TRY IT: From the entries, copy every line that carries the string "column".

[SUPPLIED INFORMATION Boundary: Start]

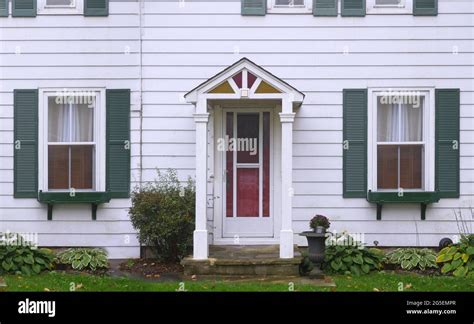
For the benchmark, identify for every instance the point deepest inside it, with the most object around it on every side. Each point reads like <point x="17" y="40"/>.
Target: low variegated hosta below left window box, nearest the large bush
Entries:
<point x="84" y="258"/>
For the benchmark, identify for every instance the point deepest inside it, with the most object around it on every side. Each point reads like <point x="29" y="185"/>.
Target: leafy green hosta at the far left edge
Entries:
<point x="20" y="257"/>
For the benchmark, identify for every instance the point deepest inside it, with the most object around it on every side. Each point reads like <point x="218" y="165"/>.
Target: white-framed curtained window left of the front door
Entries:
<point x="73" y="141"/>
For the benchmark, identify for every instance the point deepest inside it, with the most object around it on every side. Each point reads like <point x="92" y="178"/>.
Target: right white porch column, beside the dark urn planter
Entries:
<point x="286" y="234"/>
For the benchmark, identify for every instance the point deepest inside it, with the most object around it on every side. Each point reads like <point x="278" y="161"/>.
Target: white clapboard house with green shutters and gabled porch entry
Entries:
<point x="359" y="110"/>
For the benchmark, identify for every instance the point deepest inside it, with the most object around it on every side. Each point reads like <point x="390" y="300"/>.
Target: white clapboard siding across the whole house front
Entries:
<point x="183" y="46"/>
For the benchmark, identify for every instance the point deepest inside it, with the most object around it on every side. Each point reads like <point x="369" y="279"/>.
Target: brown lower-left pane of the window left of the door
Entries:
<point x="58" y="167"/>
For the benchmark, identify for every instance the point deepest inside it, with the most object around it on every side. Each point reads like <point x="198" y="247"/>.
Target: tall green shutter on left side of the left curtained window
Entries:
<point x="25" y="143"/>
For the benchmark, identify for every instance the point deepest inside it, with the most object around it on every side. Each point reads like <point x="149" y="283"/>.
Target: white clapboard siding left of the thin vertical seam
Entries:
<point x="68" y="51"/>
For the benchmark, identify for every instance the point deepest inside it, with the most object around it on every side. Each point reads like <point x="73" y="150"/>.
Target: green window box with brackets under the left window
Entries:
<point x="54" y="198"/>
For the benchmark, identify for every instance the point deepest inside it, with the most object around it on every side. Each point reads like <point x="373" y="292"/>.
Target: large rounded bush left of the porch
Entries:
<point x="163" y="214"/>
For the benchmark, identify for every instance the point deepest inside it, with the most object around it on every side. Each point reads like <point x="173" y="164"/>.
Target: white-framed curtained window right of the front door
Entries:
<point x="402" y="142"/>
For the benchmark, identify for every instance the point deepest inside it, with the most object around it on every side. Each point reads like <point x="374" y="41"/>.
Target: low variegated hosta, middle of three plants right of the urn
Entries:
<point x="412" y="258"/>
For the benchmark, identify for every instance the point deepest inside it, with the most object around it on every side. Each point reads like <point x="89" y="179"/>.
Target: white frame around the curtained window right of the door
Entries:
<point x="428" y="176"/>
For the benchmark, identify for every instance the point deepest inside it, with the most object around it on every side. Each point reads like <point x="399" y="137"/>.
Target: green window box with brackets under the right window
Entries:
<point x="421" y="197"/>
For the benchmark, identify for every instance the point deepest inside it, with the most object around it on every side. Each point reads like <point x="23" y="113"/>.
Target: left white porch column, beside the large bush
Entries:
<point x="200" y="245"/>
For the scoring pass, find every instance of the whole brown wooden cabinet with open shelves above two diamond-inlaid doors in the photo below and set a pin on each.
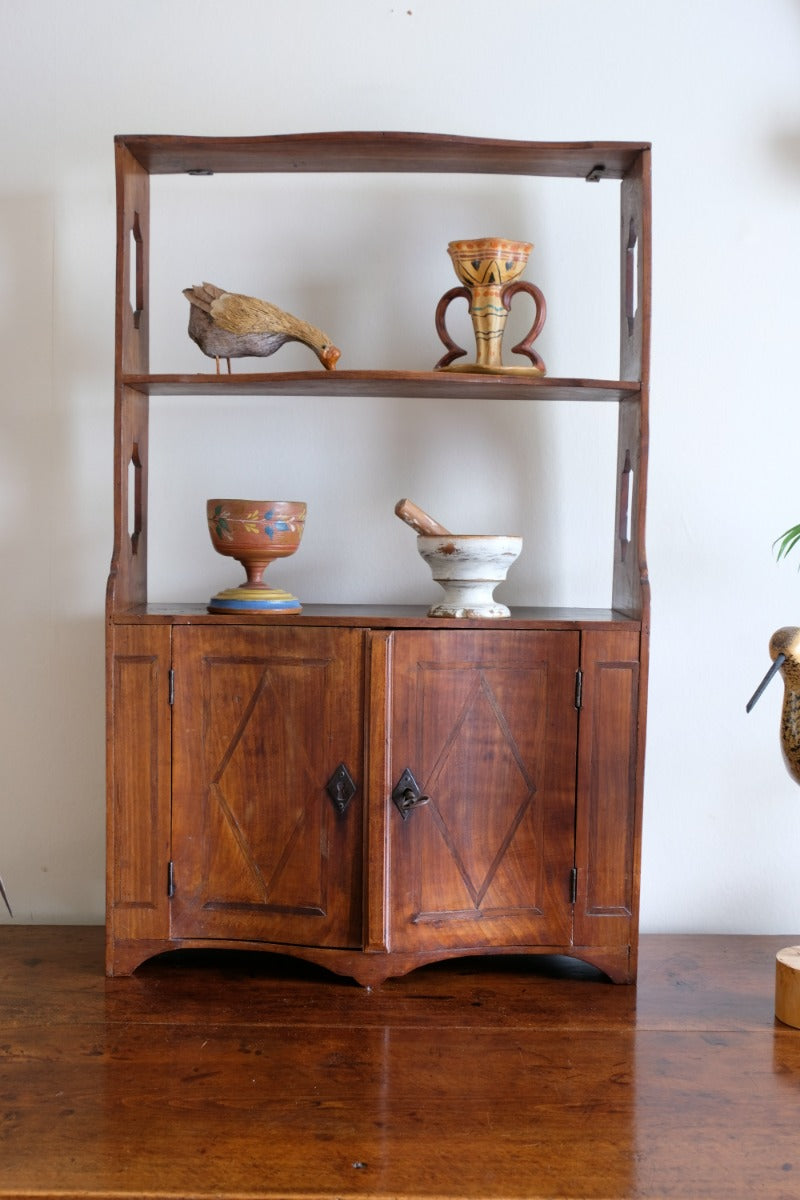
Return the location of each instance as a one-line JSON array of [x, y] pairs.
[[368, 788]]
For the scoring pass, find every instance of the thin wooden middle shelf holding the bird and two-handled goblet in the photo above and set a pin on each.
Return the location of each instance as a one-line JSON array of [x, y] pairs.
[[449, 386]]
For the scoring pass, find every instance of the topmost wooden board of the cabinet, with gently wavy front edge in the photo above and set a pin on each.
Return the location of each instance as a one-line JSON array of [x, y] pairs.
[[382, 152]]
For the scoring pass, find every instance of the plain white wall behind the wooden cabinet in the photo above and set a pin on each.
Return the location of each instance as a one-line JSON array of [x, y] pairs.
[[714, 86]]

[SUPPLIED INFORMATION Boundary: End]

OUTPUT BELOW:
Target: right white porch column, beside the dark urn planter
Target: left white porch column, beside the large bush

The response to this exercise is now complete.